***** Passage for review *****

All these companies hope to cure the memory deficits that some 30 million baby boomers will suffer as they age. If these compounds can fix deficient memories, it is likely that they can enhance normal memories as well. Tsien points out that a century ago the encroaching senility of Alzheimer's disease might have been considered part of the "normal" progression of aging. "So it depends on how you define normal," he says. "Today we know that most people have less good memories after age 40, and I don't believe that's a normal process."
Eight Objections
And so we face the prospect of pills to improve our mood, our memory, our intelligence, and perhaps more. Why would anyone object to that?
Eight objections to such enhancements recur in neuroethicists' arguments. None of them is really convincing.
- Neurological enhancements permanently change the brain. Erik Parens of the Hastings Center, a bioethics think tank, argues that it's better to enhance a child's performance by changing his environment than by changing his brain -- that it's better to, say, reduce his class size than to give him Ritalin. But this is a false dichotomy. Reducing class size is aimed at changing the child's biology too, albeit indirectly. Activities like teaching are supposed to induce biological changes in a child's brain, through a process called learning.
Fukuyama falls into this same error when he suggests that even if there is some biological basis for their condition, people with ADHD "clearly ...can do things that would affect their final degree of attentiveness or hyperactivity. Training, character, determination, and environment more generally would all play important roles." So can Ritalin, and much more expeditiously, too. "What is the difference between Ritalin and the Kaplan SAT review?" asks the Dartmouth neuroscientist Michael Gazzaniga. "It's six of one and a half dozen of the other. If both can boost SAT scores by, say, 120 points, I think it's immaterial which way it's done."
- Neurological enhancements are anti-egalitarian. A perennial objection to new medical technologies is the one Parens calls "unfairness in the distribution of resources." In other words, the rich and their children will get access to brain enhancements first, and will thus acquire more competitive advantages over the poor.
This objection rests on the same false dichotomy as the first. As the University of Virginia's Moreno puts it, "We don't stop people from giving their kids tennis lessons." If anything, the new enhancements might increase social equality. Moreno notes that neuropharmaceuticals are likely to be more equitably distributed than genetic enhancements, because "after all, a pill is easier to deliver than DNA."

*****

### Actions to take
**1.** Decide whether each statement agrees with the passage on brain enhancements, answering yes or no and quoting the words of the passage that decide it: (a) Erik Parens belongs to a bioethics think tank. (b) Moreno is a neuroscientist at Dartmouth. (c) About 30 million baby boomers are expected to suffer memory deficits as they age.
**2.** Rewrite in fewer words the paragraph of the passage on brain enhancements that begins "This objection rests on the same false dichotomy," keeping its main facts.
**3.** Go on with the passage on brain enhancements, starting right after its final sentence.
The items that come after the passage on brain enhancements are separate material and are unrelated to it.

***** Supplied data *****

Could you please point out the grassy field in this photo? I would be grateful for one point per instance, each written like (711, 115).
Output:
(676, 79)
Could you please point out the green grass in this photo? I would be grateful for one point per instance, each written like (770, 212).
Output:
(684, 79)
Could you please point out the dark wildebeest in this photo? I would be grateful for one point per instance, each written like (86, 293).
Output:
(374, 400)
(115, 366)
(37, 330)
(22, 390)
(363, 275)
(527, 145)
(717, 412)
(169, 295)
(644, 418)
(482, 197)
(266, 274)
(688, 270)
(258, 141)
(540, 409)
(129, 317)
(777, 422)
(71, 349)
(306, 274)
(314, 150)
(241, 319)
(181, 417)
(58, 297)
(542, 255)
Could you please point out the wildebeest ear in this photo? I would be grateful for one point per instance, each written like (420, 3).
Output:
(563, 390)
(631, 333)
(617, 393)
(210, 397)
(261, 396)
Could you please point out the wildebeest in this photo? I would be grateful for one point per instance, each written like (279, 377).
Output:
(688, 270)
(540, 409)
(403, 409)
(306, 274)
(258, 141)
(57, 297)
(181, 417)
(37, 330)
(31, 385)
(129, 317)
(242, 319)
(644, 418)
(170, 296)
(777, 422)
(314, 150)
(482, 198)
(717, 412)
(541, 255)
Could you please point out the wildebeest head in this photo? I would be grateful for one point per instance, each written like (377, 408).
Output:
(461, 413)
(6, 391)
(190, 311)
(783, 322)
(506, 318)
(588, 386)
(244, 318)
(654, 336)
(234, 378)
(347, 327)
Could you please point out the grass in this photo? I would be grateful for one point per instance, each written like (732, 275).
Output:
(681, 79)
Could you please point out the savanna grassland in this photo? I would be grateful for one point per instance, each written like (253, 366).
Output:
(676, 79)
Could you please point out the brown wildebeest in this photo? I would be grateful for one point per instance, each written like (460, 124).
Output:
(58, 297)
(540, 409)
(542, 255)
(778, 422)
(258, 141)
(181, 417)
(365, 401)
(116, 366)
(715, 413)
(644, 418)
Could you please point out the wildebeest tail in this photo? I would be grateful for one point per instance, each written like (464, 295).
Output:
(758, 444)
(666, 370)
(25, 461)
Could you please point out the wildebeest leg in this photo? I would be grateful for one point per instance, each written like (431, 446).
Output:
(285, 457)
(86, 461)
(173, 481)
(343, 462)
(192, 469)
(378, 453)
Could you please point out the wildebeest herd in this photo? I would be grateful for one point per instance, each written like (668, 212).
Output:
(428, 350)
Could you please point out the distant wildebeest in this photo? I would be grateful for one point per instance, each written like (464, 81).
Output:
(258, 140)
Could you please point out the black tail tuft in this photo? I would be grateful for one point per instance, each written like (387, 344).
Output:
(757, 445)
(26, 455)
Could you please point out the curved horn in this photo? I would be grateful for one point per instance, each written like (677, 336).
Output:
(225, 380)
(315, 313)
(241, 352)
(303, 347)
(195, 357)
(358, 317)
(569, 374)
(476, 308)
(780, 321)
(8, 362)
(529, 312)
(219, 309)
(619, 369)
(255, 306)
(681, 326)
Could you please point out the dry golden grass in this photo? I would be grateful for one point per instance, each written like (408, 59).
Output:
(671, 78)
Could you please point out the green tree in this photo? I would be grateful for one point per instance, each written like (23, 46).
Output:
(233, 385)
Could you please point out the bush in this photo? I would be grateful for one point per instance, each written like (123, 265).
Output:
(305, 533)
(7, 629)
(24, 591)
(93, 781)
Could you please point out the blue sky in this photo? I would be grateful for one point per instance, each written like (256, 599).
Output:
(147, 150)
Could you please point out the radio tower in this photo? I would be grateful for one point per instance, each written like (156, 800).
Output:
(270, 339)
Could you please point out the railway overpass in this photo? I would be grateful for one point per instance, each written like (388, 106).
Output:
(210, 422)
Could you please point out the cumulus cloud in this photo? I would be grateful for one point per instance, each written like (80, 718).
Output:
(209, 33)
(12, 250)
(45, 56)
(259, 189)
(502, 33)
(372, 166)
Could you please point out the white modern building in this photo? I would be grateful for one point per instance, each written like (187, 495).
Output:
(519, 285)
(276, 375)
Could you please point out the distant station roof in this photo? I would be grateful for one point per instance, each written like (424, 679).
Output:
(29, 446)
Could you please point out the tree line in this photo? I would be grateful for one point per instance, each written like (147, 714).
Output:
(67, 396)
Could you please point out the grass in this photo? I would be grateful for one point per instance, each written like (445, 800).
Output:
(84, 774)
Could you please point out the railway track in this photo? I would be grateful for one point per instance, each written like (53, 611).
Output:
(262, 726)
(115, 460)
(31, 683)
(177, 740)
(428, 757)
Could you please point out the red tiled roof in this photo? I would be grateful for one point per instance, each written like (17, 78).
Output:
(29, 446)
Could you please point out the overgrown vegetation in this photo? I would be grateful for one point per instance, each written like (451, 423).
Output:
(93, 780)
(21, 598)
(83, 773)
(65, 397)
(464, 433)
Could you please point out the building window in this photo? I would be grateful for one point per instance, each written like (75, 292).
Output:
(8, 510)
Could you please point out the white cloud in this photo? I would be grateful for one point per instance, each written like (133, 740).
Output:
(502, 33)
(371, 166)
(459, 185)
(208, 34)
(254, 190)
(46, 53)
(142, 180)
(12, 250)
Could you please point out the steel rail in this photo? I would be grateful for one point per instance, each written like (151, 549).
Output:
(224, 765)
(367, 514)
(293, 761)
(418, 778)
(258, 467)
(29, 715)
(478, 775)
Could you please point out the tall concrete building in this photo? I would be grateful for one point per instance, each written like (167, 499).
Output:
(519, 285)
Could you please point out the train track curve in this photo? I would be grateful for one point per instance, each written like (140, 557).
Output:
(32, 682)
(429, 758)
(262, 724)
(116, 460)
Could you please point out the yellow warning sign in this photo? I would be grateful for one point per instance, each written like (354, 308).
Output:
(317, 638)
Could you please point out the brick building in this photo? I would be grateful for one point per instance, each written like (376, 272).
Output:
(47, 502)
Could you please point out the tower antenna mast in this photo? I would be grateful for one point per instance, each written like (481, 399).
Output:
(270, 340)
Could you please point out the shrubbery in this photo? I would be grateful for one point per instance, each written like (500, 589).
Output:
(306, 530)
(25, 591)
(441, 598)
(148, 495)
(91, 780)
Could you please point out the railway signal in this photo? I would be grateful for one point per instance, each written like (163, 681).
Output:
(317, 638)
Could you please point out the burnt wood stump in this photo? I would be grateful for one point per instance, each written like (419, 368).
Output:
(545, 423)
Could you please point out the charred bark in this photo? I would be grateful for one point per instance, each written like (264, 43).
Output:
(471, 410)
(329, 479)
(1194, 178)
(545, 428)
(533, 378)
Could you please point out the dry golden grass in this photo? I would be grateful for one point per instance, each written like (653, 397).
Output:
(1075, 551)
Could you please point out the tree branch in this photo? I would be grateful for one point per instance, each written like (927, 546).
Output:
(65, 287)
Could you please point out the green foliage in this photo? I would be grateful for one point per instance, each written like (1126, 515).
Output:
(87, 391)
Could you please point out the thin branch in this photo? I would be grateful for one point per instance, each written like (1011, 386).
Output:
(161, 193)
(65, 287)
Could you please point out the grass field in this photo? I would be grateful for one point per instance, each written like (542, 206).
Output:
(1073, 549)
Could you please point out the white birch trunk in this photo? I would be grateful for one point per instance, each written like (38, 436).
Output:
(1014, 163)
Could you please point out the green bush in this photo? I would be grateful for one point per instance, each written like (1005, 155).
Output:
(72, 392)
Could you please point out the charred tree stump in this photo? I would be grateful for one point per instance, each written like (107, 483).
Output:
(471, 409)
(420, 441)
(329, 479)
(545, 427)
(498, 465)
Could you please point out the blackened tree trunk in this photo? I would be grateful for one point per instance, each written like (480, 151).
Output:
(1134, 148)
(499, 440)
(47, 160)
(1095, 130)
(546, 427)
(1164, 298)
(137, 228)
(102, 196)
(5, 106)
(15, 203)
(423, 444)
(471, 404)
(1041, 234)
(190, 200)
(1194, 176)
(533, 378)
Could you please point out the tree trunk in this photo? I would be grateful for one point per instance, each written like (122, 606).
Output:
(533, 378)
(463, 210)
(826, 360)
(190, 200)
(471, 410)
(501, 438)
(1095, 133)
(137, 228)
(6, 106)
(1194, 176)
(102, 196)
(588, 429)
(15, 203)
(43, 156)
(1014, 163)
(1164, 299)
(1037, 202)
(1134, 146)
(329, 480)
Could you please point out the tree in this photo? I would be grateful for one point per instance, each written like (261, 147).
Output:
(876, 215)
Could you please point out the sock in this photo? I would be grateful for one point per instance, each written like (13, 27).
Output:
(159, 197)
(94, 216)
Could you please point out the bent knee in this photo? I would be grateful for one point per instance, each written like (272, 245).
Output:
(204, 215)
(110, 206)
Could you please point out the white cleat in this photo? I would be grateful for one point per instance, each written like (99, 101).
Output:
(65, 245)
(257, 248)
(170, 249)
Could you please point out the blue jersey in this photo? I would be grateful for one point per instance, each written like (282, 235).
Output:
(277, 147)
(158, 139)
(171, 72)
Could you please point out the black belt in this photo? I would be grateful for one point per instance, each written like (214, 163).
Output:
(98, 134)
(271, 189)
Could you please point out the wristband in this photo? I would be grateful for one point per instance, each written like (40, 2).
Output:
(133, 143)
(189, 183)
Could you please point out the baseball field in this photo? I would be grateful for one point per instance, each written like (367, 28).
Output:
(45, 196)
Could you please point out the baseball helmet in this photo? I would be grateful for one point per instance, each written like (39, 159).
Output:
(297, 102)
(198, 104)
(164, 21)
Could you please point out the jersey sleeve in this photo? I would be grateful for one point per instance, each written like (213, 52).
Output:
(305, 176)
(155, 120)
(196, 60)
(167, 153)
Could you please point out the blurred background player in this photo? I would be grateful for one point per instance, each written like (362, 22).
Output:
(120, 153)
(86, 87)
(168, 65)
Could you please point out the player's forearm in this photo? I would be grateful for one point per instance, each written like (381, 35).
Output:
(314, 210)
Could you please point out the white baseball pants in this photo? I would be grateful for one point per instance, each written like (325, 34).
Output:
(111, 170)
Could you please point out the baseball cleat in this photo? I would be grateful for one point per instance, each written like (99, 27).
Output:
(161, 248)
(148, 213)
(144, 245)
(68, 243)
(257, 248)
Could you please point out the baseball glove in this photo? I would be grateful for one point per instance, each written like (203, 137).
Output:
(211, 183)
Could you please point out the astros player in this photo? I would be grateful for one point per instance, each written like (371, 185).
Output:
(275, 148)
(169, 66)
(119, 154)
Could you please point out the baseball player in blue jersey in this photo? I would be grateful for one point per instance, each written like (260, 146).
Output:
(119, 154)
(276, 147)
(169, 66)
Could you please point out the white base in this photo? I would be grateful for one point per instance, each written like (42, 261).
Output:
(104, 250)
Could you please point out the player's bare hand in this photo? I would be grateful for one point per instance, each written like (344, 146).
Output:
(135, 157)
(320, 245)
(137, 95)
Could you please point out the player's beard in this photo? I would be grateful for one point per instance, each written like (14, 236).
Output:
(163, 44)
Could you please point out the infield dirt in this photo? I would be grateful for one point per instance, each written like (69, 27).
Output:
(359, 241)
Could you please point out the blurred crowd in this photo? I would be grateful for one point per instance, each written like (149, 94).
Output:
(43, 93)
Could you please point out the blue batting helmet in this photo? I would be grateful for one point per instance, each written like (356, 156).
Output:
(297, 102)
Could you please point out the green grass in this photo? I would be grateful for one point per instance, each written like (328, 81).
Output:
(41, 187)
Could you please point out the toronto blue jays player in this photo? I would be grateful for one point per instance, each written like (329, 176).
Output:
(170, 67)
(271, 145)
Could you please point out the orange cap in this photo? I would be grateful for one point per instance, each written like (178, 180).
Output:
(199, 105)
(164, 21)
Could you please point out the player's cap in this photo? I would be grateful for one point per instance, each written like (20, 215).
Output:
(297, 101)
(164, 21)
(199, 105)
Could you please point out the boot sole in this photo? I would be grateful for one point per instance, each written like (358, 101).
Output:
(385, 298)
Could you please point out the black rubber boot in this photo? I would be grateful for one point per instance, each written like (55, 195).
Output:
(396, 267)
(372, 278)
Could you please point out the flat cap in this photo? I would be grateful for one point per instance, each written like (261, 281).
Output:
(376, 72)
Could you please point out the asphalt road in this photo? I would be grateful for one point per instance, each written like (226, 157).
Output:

*****

### Responses to the exercise
**1.**
(a) Yes: "Erik Parens of the Hastings Center, a bioethics think tank"
(b) No: "the University of Virginia's Moreno"
(c) Yes: "the memory deficits that some 30 million baby boomers will suffer as they age"

**2.** This objection shares the first one's false dichotomy. Moreno of the University of Virginia notes that nobody stops people from giving their children tennis lessons. The new enhancements might even increase social equality. Moreno expects neuropharmaceuticals to be distributed more equitably than genetic enhancements because a pill is easier to deliver than DNA.

**3.**
- Neurological enhancements are self-defeating. Not content to argue that the distribution of brain enhancements won't be egalitarian enough, some critics turn around and argue that it will be too egalitarian. Parens has summarized this objection succinctly: "If everyone achieved the same relative advantage with a given enhancement, then ultimately no one's position would change; the 'enhancement' would have failed if its purpose was to increase competitive advantage."
This is a flagrant example of the zero-sum approach that afflicts so much bioethical thought. Let's assume, for the sake of argument, that everyone in society will take a beneficial brain-enhancing drug. Their relative positions may not change, but the overall productivity and wealth of society would increase considerably, making everyone better off. Surely that is a social good.
- Neurological enhancements are difficult to re-fuse. Why exactly would everyone in the country take the same drug? Because, the argument goes, competitive pressures in our go-go society will be so strong that a person will be forced to take a memory-enhancing drug just to keep up with everyone else. Even if the law protects freedom of choice, social pressures will draw us in.
For one thing, this misunderstands the nature of the technology. It's not simply a matter of popping a pill and suddenly zooming ahead. "I know a lot of smart people who don't amount to a row of beans," says Gazzaniga. "They're just happy underachieving, living life below their potential. So a pill that pumps up your intellectual processing power won't necessarily give you the drive and ambition to use it."
Beyond that, it's not as though we don't all face competitive pressures anyway -- to get into and graduate from good universities, to constantly upgrade skills, to buy better computers and more productive software, whatever. Some people choose to enhance themselves by getting a Ph.D. in English; others are happy to stop their formal education after high school. It's not clear why a pill should be more irresistible than higher education, or why one should raise special ethical concerns while the other does not.
- Neurological enhancements undermine good character. For some critics, the comparison to higher education suggests a different problem. We should strive for what we get, they suggest; taking a pill to enhance cognitive functioning is just too easy. As Fukuyama puts it: "The normal, and morally acceptable, way of overcoming low self-esteem was to struggle with oneself and with others, to work hard, to endure painful sacrifices, and finally to rise and be seen as having done so."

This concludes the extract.